#### Texte retenu ####
Le renversement d'une domination
La domination d'Israël pourrait lentement se renverser
Par Rami G. Khouri
Bien des éléments pourraient faire croire que les Israéliens sont en train de gagner la guerre palestino-israélienne. Ils contrôlent et colonisent les terres arabes, jouissent de la supériorité militaire et du total soutien américain, et définissent unilatéralement la plupart des paramètres diplomatiques du conflit. Pourtant, cette analyse est peut-être erronée : les Palestiniens et les Arabes sont peut-être en train de commencer à gagner quelques batailles, en même temps qu'Israël est en train de perdre de son influence. Sept événements, au cours des cinq derniers mois, semblent donner crédit à cette hypothèse.
1) Le premier fut la capacité du Hizbullah à combattre Israël pendant 34 jours, cet été, et, le 34ème jour, à continuer à tirer des centaines de roquettes sur le territoire israélien. Mises de côté les conséquences morales et politiques, c'est la conséquence d'une réelle combinaison historique de volonté politique, de compétences techniques militaires, et d'une capacité à se garder des espions et infiltrations israéliennes, occidentales et arabes. Aucun parti arabe n'a jamais franchi ce seuil dans le long conflit d'un siècle avec le sionisme et Israël.
#### Relevé des données ####
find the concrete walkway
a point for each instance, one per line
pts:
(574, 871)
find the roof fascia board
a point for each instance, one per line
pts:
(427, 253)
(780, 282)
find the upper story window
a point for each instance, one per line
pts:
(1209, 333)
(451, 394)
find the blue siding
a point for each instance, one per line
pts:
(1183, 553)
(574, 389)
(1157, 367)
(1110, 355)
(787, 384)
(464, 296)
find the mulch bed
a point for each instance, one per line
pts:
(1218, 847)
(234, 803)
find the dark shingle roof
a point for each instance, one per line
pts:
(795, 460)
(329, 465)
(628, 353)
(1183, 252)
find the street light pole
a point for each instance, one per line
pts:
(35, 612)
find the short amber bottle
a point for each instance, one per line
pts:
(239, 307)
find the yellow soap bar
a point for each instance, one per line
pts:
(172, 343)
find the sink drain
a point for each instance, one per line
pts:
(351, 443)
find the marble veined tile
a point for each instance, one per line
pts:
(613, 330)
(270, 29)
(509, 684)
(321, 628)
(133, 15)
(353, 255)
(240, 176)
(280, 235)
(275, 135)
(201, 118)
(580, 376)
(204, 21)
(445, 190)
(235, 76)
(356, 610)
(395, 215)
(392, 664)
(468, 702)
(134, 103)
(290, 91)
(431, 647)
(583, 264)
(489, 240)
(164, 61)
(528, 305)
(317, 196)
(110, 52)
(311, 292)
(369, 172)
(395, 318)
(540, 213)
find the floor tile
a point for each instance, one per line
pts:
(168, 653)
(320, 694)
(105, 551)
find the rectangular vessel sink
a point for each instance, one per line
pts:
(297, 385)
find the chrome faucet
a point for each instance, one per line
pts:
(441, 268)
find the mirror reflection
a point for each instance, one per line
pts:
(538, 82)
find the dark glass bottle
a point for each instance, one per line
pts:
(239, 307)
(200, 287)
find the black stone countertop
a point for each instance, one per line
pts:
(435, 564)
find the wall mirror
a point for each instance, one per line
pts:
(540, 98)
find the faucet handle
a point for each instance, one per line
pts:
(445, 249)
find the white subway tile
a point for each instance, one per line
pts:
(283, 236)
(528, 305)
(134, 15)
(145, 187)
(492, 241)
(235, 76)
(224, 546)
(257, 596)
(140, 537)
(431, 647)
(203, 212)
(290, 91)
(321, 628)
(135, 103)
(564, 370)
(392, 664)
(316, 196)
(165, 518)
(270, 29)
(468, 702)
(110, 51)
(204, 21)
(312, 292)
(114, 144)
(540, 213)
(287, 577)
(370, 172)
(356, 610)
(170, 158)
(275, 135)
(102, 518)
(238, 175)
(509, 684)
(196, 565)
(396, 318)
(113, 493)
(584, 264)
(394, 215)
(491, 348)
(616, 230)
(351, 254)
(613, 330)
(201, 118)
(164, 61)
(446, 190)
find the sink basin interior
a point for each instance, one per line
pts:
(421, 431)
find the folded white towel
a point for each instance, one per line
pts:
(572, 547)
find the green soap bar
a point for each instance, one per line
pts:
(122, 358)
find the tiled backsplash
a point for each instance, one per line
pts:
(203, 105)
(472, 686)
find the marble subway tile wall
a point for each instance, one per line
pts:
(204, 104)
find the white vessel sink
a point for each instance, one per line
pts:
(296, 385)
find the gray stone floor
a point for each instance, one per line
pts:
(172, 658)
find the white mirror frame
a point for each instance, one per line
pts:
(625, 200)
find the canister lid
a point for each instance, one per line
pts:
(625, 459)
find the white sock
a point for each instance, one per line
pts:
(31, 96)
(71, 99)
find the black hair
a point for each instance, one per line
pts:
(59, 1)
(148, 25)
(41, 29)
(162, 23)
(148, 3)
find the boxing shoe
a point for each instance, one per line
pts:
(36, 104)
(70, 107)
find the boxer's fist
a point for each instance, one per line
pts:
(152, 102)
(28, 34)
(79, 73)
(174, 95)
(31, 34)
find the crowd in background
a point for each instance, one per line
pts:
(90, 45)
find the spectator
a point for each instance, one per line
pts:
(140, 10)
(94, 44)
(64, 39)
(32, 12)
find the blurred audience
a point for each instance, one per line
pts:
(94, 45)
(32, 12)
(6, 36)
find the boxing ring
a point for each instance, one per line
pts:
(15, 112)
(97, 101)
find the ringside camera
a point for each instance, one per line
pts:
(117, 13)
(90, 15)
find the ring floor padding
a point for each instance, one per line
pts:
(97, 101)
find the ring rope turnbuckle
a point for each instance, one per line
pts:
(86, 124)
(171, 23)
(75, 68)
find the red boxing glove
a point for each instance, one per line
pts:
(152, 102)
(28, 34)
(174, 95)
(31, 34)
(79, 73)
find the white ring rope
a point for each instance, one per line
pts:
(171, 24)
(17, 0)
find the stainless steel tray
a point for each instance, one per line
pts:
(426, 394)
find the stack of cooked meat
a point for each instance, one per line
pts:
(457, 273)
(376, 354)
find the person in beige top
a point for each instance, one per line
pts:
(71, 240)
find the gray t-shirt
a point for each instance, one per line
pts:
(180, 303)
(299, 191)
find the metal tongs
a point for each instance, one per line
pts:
####
• Tâches à accomplir:
1. D'après l'article sur la domination israélienne, pendant combien de jours le Hizbullah a-t-il combattu Israël cet été ?
2. Réécrivez le passage de l'article sur la domination israélienne compris entre « Le renversement d'une » et « à cette hypothèse. », inclus, en substituant « suprématie militaire » à « supériorité militaire ».
3. Poursuivez l'article sur la domination israélienne à partir de sa dernière phrase.

• Résultats par tâche:
1. Pendant 34 jours.

2.
Le renversement d'une domination
La domination d'Israël pourrait lentement se renverser
Par Rami G. Khouri
Bien des éléments pourraient faire croire que les Israéliens sont en train de gagner la guerre palestino-israélienne. Ils contrôlent et colonisent les terres arabes, jouissent de la suprématie militaire et du total soutien américain, et définissent unilatéralement la plupart des paramètres diplomatiques du conflit. Pourtant, cette analyse est peut-être erronée : les Palestiniens et les Arabes sont peut-être en train de commencer à gagner quelques batailles, en même temps qu'Israël est en train de perdre de son influence. Sept événements, au cours des cinq derniers mois, semblent donner crédit à cette hypothèse.

3.
2) Le deuxième événement fut l'obligation, par Israël (et Washington), d'accepter la résolution de cessez-le-feu des Nations Unies en août, après que les Etats-Unis aient accordé à Israël des semaines de guerre supplémentaire pour frapper le Hizbullah.
Un groupe arabe déterminé a forcé Israël et les Etats-Unis à accepter une résolution politique en lieu et place de la victoire militaire, et la résolution de cessez-le-feu incluait des mesures qu'Israël a toujours rejeté auparavant – parlant de la zone occupée des Fermes de Shebaa dans le contexte du conflit israélo-libanais, plutôt que comme une terre syrienne occupée, et spécifiant le retour ou l'échange de prisonniers israéliens et libanais.
Israël a tranquillement abandonné sa position de principe, à savoir que les deux soldats israéliens enlevés par Hizbullah le 12 juillet devaient être rendus sans conditions. Le stationnement de plus de 20.000 troupes libanaises et internationales au Sud Liban était une vieille demande israélienne, mais elle a eu un prix : limiter le rayon d'action et les survols aériens d'Israël sur le Liban.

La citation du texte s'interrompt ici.